Your assignment: Write out precisely the lines beginning with the line that contains "Where can the police" and ending with the last line of the entries, and no other lines.

Given records:
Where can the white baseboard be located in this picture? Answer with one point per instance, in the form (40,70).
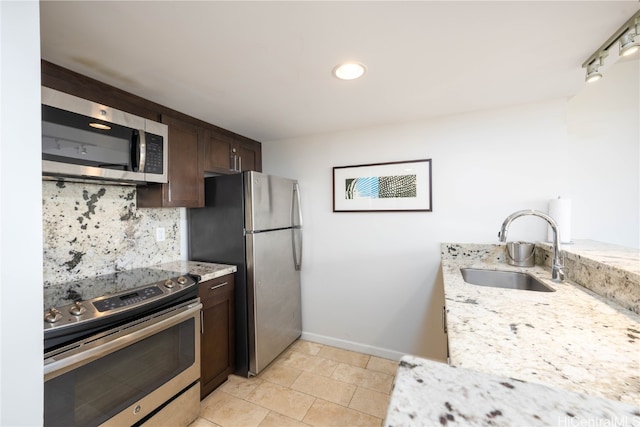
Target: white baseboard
(353,346)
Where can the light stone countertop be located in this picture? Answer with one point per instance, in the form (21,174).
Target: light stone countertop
(206,270)
(567,358)
(429,393)
(573,338)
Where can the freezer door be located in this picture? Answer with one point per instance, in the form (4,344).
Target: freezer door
(275,318)
(269,201)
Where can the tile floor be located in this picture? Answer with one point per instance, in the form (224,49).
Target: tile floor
(310,384)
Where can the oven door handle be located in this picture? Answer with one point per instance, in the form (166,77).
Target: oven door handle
(55,367)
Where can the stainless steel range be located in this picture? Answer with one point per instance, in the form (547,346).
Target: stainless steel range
(123,349)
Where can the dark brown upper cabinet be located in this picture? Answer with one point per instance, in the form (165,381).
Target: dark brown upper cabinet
(195,146)
(224,154)
(186,176)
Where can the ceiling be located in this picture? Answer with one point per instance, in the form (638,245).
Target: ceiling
(263,69)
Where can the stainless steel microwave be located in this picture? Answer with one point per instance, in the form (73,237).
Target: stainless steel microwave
(84,140)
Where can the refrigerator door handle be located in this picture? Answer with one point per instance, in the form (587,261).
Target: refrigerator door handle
(296,228)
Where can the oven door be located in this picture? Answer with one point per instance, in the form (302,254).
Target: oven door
(123,376)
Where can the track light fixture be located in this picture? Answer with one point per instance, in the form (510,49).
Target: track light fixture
(629,38)
(629,44)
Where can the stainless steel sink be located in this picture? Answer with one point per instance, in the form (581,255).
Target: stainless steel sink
(503,279)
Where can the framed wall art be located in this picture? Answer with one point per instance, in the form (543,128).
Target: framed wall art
(383,187)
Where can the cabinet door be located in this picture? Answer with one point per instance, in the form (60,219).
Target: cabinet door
(250,156)
(226,155)
(218,150)
(185,158)
(217,340)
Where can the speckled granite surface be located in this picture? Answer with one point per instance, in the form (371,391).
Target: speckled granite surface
(206,271)
(609,270)
(572,339)
(93,229)
(428,393)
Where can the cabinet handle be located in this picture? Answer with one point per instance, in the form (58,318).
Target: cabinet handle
(444,319)
(218,286)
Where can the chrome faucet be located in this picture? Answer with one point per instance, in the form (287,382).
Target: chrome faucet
(557,269)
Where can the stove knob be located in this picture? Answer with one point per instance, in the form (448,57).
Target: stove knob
(52,316)
(77,309)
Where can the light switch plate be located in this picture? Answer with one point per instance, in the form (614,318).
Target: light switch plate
(160,234)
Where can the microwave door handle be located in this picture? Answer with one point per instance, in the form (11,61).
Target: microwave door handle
(143,150)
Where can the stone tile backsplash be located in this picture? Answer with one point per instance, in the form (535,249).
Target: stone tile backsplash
(92,229)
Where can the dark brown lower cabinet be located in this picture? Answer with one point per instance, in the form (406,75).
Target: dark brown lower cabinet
(217,340)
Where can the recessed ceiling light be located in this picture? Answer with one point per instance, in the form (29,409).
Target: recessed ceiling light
(349,71)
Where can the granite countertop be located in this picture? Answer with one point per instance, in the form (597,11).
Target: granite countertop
(206,270)
(572,338)
(429,393)
(569,357)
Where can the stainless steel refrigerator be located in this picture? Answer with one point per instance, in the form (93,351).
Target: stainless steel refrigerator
(253,220)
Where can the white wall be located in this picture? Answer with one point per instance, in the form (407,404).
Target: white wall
(369,279)
(604,132)
(21,385)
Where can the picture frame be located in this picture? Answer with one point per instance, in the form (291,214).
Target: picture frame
(403,186)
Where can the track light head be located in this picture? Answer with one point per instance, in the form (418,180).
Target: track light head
(629,44)
(592,74)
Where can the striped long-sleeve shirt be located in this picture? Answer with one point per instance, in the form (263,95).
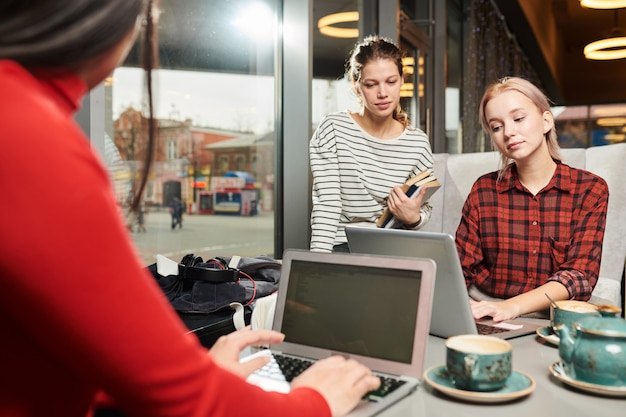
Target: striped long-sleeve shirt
(353,173)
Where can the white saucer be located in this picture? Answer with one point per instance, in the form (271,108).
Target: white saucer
(518,385)
(557,370)
(547,334)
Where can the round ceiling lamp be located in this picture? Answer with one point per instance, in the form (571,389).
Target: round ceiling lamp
(326,25)
(612,47)
(606,49)
(603,4)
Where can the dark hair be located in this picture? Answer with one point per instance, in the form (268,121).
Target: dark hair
(65,34)
(372,48)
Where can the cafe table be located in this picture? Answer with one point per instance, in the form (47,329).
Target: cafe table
(532,356)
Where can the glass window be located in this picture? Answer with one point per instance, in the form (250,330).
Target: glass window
(214,101)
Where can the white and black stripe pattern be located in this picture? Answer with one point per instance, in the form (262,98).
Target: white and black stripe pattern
(353,173)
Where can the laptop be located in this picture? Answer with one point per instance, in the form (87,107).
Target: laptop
(372,308)
(451,313)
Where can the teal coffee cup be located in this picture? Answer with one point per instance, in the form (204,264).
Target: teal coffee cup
(568,312)
(478,363)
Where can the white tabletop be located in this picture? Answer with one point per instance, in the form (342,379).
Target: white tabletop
(532,356)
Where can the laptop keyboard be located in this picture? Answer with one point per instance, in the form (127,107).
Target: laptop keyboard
(485,329)
(287,367)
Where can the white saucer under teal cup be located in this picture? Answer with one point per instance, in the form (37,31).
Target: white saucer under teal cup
(518,385)
(596,351)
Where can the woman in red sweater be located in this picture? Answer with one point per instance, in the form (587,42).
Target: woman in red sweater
(94,325)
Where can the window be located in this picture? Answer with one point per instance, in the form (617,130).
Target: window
(214,102)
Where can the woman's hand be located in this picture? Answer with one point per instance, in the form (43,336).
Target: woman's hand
(497,310)
(342,382)
(226,350)
(405,209)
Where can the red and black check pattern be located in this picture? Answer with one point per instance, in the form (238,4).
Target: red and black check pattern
(510,241)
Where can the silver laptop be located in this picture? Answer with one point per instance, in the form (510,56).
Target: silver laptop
(451,313)
(375,309)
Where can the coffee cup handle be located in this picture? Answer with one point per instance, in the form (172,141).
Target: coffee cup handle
(470,367)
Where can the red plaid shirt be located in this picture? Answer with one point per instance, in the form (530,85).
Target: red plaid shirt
(511,242)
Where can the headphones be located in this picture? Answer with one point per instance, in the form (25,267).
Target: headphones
(189,269)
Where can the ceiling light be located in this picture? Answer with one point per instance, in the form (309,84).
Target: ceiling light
(603,4)
(611,121)
(612,47)
(325,25)
(605,49)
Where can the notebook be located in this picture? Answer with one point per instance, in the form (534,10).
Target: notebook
(375,309)
(451,313)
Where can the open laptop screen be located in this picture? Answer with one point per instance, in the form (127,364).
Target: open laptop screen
(363,310)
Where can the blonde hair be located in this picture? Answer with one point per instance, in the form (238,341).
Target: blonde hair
(534,94)
(369,49)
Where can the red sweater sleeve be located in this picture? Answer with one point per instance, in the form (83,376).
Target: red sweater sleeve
(79,311)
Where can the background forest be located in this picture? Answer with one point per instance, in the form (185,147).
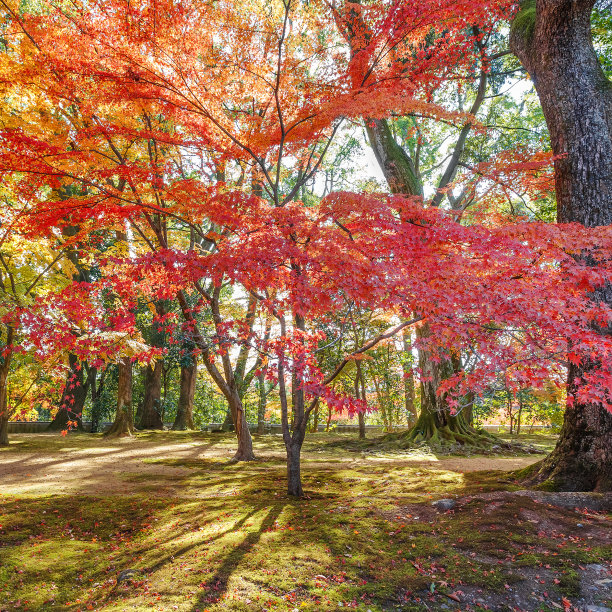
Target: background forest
(287,213)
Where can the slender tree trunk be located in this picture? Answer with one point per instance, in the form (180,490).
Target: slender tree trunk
(409,389)
(184,412)
(552,39)
(4,421)
(245,442)
(73,398)
(124,418)
(4,415)
(360,394)
(151,413)
(96,394)
(4,372)
(228,422)
(294,477)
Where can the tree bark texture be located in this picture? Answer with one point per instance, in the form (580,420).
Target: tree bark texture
(262,403)
(552,39)
(4,415)
(184,411)
(73,398)
(124,418)
(150,417)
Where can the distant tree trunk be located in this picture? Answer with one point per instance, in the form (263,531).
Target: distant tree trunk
(468,411)
(409,390)
(151,413)
(436,424)
(96,394)
(124,419)
(245,442)
(552,39)
(314,427)
(4,371)
(184,412)
(261,404)
(4,421)
(4,415)
(329,416)
(360,394)
(228,422)
(73,398)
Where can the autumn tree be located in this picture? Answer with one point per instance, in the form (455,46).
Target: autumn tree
(554,43)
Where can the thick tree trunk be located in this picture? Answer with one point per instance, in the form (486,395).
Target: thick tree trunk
(435,424)
(150,417)
(73,398)
(409,388)
(552,39)
(184,411)
(124,418)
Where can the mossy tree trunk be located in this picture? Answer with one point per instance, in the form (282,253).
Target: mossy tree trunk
(124,418)
(436,424)
(552,39)
(402,175)
(409,386)
(184,411)
(150,417)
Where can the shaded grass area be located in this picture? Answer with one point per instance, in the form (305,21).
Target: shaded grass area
(228,538)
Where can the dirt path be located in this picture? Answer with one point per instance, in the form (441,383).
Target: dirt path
(98,466)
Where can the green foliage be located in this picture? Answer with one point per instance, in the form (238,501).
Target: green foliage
(524,23)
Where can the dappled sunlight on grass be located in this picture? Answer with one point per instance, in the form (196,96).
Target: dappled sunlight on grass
(199,532)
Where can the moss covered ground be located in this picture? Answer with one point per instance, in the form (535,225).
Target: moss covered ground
(165,522)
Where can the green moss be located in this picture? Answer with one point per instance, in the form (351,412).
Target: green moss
(569,583)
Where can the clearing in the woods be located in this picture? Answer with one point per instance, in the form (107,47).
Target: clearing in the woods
(164,521)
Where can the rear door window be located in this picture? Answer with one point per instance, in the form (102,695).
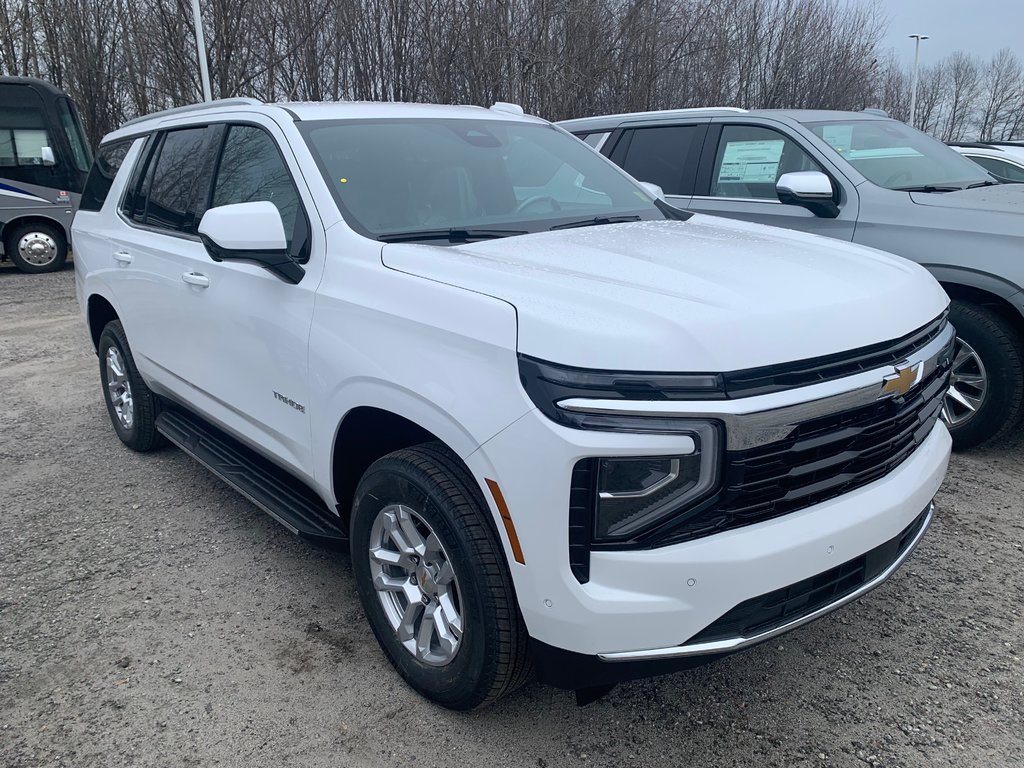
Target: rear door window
(665,156)
(105,167)
(170,195)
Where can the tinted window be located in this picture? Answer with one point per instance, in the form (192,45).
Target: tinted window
(251,169)
(74,134)
(23,136)
(1006,171)
(751,159)
(897,157)
(108,164)
(660,155)
(171,194)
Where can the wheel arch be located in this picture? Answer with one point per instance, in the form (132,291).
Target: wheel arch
(99,311)
(983,297)
(30,218)
(370,432)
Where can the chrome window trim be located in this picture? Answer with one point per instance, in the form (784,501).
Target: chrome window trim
(737,643)
(760,420)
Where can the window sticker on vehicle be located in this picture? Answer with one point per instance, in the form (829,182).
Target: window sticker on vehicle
(751,162)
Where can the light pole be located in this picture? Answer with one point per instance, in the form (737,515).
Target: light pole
(913,80)
(204,73)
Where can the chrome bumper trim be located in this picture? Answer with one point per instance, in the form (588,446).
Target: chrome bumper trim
(764,419)
(738,643)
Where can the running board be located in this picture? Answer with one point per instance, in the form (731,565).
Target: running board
(273,489)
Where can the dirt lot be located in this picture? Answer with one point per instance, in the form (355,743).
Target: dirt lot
(151,616)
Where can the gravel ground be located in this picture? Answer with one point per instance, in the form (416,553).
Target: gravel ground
(151,616)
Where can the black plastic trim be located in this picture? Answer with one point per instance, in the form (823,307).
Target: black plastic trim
(269,486)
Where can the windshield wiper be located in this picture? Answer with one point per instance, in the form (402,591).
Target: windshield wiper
(595,221)
(452,235)
(929,188)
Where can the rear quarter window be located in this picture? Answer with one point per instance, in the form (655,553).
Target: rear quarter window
(104,169)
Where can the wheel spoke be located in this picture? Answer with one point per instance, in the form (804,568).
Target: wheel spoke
(971,403)
(411,536)
(385,583)
(407,627)
(426,633)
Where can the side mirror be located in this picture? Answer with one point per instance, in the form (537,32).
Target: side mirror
(812,189)
(250,231)
(654,189)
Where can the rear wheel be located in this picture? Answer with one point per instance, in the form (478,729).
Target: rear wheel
(131,406)
(37,247)
(985,397)
(433,582)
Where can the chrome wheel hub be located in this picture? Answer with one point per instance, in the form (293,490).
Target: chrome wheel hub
(37,248)
(119,388)
(968,385)
(416,585)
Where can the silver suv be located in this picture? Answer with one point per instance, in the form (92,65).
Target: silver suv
(860,177)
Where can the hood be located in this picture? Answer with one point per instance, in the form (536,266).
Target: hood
(996,199)
(705,295)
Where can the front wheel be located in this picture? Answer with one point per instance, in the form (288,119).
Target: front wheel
(37,248)
(985,397)
(433,582)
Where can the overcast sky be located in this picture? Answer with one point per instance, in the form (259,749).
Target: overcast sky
(979,27)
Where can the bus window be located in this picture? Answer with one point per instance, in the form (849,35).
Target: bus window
(73,130)
(23,136)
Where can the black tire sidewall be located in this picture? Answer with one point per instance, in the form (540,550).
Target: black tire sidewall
(461,683)
(54,231)
(999,350)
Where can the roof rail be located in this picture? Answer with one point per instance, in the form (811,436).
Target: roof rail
(197,108)
(975,144)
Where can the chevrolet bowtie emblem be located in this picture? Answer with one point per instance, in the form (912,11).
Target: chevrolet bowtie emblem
(901,382)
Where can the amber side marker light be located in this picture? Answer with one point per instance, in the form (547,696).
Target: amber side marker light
(503,510)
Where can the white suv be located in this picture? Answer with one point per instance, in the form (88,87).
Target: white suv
(564,427)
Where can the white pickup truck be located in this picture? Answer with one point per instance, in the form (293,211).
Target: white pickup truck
(565,429)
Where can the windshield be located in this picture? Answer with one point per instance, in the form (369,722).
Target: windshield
(480,177)
(897,157)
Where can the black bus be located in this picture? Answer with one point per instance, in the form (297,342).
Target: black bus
(44,159)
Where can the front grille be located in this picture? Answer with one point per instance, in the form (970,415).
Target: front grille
(756,381)
(820,460)
(773,609)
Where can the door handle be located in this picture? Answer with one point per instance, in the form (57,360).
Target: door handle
(196,279)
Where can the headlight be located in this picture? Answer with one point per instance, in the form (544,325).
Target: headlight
(547,384)
(636,494)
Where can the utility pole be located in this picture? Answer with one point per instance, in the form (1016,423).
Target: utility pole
(913,80)
(204,72)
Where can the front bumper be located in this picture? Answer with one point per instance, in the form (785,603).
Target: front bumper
(645,604)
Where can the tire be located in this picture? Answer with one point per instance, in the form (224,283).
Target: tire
(428,488)
(986,391)
(131,406)
(37,247)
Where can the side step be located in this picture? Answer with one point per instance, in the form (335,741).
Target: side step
(271,488)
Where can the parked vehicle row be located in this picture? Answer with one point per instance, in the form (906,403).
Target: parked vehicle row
(867,179)
(563,426)
(1005,160)
(44,159)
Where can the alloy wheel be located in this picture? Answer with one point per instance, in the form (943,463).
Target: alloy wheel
(968,385)
(119,388)
(416,585)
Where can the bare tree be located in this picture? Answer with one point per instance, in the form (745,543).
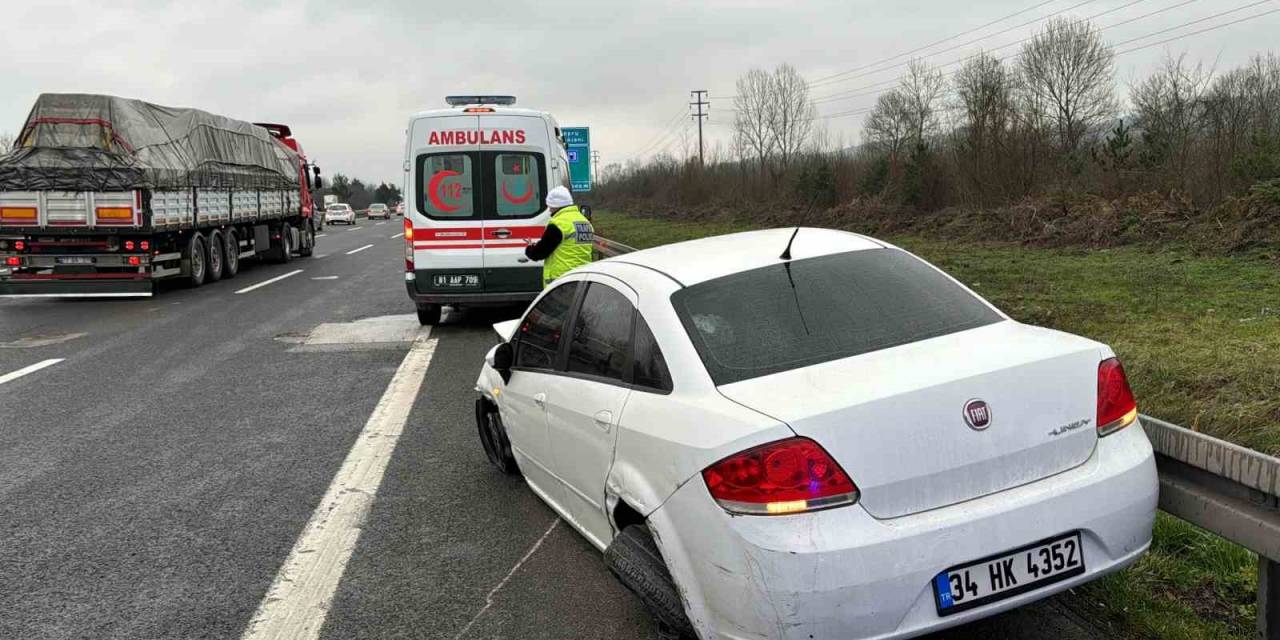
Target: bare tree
(1069,69)
(792,114)
(887,127)
(922,87)
(754,108)
(1170,110)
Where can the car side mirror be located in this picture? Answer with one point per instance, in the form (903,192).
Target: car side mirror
(501,357)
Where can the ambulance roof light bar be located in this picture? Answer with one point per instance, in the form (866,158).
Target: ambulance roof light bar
(480,100)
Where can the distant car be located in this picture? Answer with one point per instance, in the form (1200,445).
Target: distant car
(339,213)
(807,433)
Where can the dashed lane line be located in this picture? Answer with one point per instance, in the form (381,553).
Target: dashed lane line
(300,598)
(264,283)
(31,369)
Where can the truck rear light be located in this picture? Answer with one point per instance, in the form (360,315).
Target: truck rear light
(1116,405)
(785,476)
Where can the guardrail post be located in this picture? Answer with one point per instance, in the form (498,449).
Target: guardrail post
(1269,599)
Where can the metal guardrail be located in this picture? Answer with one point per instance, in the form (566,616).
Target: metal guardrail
(1220,487)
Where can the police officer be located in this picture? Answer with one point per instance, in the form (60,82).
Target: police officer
(567,241)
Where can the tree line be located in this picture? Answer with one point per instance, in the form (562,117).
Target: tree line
(1047,120)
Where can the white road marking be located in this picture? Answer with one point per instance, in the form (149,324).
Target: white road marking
(296,604)
(488,599)
(264,283)
(32,369)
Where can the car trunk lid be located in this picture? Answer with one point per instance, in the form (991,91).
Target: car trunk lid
(895,419)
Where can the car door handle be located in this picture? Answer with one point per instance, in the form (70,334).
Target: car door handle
(604,420)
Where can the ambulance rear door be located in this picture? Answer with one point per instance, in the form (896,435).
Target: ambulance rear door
(516,163)
(446,205)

Response below:
Where can the police officer be located in this picture? Answer with one point per instance, in the form (60,82).
Target: police officer
(567,241)
Where can the tree line be located in this picture? Answer with one point per instance, in the form (562,117).
Target: tree line
(1047,120)
Where can the white road marking be located in this picture? Answer with one point per instance, in the form (149,324).
Target: white road marking
(296,604)
(488,599)
(264,283)
(32,369)
Where can the car trunk lid be located in this picture? Answer with one point per instance, in the form (991,91).
Target: car trunk lid
(895,419)
Where can the car door handle be located in this picture? Answer with one point per instance, in the form (70,334).
Target: car door handle
(604,420)
Where can the ambulance rear door be located in this picture? Answer with one point per instance, in the form (896,435).
Target: ambulance rear door
(516,163)
(446,205)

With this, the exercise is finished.